═══ MATERIAL FOR THE TASK ═══
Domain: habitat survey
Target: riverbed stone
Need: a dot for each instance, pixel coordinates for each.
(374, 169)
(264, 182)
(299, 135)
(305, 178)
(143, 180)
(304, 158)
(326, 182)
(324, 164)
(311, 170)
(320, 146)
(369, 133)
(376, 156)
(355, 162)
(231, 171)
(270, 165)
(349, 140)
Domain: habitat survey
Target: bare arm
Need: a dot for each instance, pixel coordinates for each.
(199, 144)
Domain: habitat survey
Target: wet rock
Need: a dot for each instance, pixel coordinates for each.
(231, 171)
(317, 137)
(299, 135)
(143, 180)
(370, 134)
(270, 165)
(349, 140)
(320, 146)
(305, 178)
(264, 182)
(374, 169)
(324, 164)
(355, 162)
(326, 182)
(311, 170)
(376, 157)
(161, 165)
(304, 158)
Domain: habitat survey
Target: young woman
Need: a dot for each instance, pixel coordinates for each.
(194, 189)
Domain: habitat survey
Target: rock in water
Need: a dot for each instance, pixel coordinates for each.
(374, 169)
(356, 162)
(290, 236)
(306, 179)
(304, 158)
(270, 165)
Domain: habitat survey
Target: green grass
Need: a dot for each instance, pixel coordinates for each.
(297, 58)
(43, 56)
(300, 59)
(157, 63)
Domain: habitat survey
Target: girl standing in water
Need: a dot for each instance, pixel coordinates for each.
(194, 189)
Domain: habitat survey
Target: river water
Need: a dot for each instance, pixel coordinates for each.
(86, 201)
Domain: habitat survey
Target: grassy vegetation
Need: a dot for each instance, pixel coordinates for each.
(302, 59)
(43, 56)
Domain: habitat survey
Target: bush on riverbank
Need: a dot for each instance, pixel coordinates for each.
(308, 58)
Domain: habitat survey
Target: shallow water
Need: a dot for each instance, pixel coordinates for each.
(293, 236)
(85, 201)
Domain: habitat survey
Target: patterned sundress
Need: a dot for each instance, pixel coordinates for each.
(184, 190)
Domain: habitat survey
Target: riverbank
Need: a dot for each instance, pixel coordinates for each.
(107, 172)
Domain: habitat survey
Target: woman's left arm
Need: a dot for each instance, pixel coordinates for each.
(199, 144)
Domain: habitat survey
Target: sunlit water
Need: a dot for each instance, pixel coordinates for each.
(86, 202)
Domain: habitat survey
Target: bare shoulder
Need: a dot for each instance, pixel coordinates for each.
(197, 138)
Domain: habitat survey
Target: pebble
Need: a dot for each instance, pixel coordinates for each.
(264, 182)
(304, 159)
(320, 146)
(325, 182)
═══
[WHAT YOU HAVE TO DO] Pull out each record as written and restate it exactly.

[EXERCISE RESULT]
Domain: habitat survey
Target: riverbed stone
Need: a dot for each instance, pixel coordinates for each.
(374, 169)
(264, 182)
(299, 135)
(305, 178)
(143, 180)
(304, 158)
(326, 182)
(324, 164)
(311, 170)
(320, 146)
(369, 133)
(376, 156)
(355, 162)
(231, 171)
(270, 165)
(349, 140)
Domain: habitat survey
Target: bare arm
Need: a dot for each instance, pixel coordinates for each.
(199, 144)
Domain: habitat survey
Target: wet rock
Need: a dot for each instance, pixel coordinates for each.
(231, 171)
(317, 137)
(299, 135)
(143, 180)
(370, 134)
(270, 165)
(349, 140)
(320, 146)
(305, 178)
(264, 182)
(374, 169)
(324, 164)
(355, 162)
(326, 182)
(311, 170)
(376, 157)
(161, 165)
(304, 158)
Domain: habitat survey
Target: young woman
Need: a dot for each instance, pixel coordinates for each.
(194, 189)
Domain: habitat survey
Target: rock in water
Need: a dot for each instance, pixel coordinates for each.
(374, 169)
(356, 162)
(290, 236)
(306, 179)
(304, 158)
(270, 165)
Domain: habitat survey
Target: green grass
Need: a dot for each instance, pixel coordinates for each.
(297, 58)
(43, 56)
(300, 59)
(157, 63)
Domain: habitat survey
Target: girl standing in water
Need: a dot for each instance, pixel coordinates for each.
(194, 189)
Domain: habitat survey
Target: river water
Need: a dot for each instance, pixel coordinates for each.
(86, 201)
Domain: habitat survey
Target: grassy vegetation
Need: a dot for each instance, pixel coordinates for each.
(302, 59)
(43, 56)
Domain: habitat survey
Target: bush on riverbank
Need: a dot for each instance, pixel coordinates for each.
(308, 58)
Domain: habitat survey
Target: shallow water
Need: a dot for each instance, pixel coordinates for each.
(293, 236)
(85, 201)
Domain: habitat survey
Target: patterned sundress
Need: a dot for each instance, pixel coordinates for each.
(184, 190)
Domain: habitat survey
Target: riverbank
Need: a dot for each instance, pixel coordinates for each.
(107, 172)
Domain: habitat survey
Target: woman's left arm
Need: a dot for each instance, pixel coordinates for each.
(199, 144)
Domain: habitat survey
Target: sunlit water
Need: a dot for each instance, pixel coordinates for each.
(86, 202)
Domain: habitat survey
Target: bare shoulder
Need: a dot for each instance, pixel coordinates for each.
(197, 138)
Domain: habitat survey
Target: pebble
Need: a dot for each instance, pixel coordinates for each.
(264, 182)
(304, 159)
(320, 146)
(325, 182)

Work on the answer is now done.